Stated problem: Please count the lines in the listing below that contain the string "water", treating uppercase and lowercase as different. Give only the number.

Source records:
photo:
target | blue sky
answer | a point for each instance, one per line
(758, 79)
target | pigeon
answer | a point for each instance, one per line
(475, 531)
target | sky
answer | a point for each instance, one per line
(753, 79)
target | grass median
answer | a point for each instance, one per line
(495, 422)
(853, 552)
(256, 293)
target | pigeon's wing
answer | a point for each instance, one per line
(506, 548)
* * *
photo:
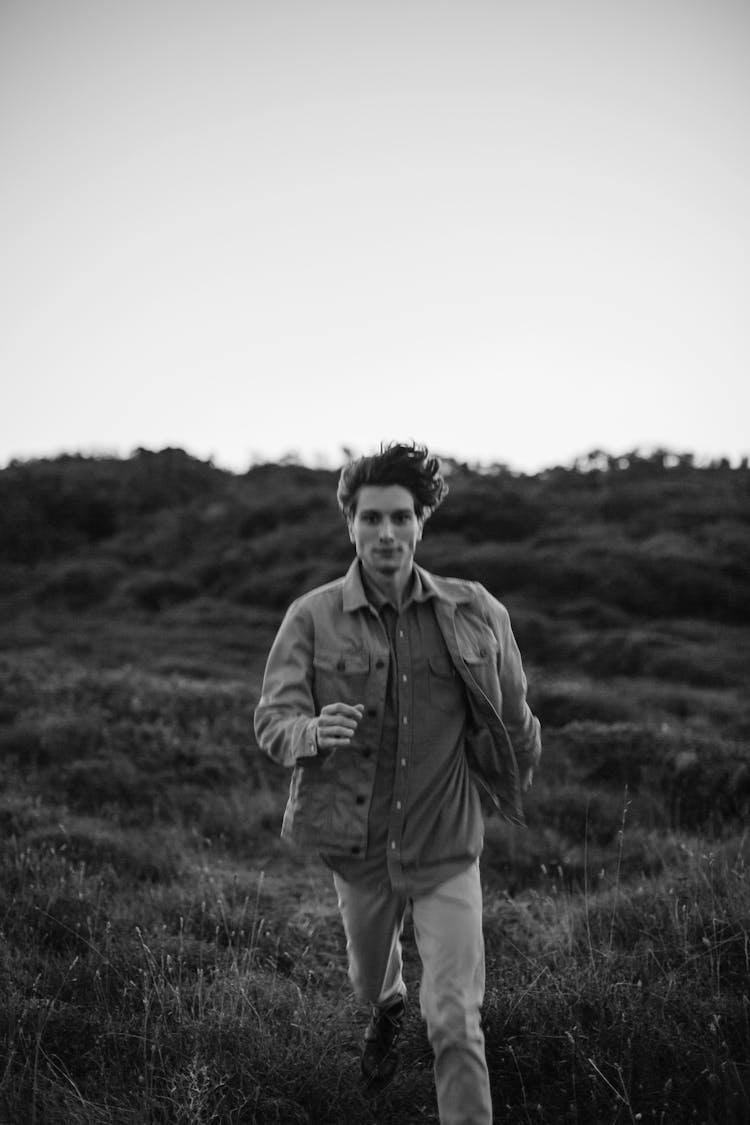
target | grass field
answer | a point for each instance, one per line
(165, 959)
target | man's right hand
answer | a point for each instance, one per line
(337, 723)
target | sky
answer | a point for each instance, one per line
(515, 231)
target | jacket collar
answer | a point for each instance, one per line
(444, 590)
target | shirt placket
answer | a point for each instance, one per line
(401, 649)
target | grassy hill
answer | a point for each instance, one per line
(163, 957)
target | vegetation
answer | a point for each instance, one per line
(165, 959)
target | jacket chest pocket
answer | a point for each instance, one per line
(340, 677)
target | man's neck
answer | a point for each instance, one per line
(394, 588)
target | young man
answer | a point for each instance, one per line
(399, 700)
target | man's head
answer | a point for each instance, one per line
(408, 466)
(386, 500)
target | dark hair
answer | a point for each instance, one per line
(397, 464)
---
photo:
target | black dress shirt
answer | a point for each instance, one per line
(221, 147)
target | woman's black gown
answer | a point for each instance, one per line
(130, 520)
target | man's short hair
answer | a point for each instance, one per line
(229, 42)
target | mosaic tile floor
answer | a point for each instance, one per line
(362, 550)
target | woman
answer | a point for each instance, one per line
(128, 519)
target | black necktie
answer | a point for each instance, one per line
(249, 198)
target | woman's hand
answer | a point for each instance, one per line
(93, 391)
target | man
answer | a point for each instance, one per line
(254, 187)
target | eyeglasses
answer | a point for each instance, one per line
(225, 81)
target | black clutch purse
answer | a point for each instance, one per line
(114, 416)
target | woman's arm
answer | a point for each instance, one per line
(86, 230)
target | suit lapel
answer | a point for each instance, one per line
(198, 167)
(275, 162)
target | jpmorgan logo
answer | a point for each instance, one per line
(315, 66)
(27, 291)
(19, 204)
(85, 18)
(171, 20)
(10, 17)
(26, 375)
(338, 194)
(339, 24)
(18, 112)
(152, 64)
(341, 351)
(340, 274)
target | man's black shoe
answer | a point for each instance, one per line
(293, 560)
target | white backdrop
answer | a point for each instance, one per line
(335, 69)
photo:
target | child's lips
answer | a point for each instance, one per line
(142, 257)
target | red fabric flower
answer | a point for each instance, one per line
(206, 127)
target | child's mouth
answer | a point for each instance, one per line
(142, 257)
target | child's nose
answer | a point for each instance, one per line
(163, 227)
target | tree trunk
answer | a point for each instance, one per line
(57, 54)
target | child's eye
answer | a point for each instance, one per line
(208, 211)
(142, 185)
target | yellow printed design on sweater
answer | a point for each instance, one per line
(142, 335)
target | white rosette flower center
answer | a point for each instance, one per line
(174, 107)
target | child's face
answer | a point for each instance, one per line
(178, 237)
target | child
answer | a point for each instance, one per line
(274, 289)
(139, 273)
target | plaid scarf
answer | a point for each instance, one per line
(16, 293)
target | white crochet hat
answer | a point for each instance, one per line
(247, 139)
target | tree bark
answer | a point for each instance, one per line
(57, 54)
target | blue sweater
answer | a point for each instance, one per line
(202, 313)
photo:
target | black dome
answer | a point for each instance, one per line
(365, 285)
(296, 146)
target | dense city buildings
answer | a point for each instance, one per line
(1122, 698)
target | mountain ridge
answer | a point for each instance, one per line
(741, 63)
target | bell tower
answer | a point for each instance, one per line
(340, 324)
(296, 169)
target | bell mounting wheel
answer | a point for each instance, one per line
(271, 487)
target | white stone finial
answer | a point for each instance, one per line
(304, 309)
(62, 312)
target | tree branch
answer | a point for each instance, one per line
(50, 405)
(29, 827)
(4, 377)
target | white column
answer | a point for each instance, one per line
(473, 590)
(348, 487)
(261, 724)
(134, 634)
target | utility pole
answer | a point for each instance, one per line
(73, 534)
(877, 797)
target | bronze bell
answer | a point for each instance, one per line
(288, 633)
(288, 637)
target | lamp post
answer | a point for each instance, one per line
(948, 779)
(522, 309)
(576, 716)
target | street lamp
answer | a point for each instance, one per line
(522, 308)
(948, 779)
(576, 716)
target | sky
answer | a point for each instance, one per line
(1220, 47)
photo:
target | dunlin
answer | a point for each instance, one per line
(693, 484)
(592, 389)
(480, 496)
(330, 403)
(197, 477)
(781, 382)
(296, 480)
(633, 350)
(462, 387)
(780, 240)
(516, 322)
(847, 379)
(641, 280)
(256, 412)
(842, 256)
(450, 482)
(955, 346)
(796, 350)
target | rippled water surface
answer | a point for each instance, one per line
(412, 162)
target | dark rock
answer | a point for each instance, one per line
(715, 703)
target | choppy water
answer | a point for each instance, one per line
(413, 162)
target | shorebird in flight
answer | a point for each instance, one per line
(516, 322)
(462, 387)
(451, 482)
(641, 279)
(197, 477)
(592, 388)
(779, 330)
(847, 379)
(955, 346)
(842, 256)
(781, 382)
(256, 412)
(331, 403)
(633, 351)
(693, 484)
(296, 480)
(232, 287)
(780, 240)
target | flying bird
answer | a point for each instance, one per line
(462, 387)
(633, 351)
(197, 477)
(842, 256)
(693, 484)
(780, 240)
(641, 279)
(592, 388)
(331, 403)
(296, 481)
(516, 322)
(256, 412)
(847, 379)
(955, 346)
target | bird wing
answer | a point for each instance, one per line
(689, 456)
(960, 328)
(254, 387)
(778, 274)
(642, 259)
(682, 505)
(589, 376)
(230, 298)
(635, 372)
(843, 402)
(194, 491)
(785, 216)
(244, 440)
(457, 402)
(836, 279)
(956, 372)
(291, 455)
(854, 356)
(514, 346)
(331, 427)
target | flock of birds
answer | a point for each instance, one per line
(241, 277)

Solution for this exercise: 2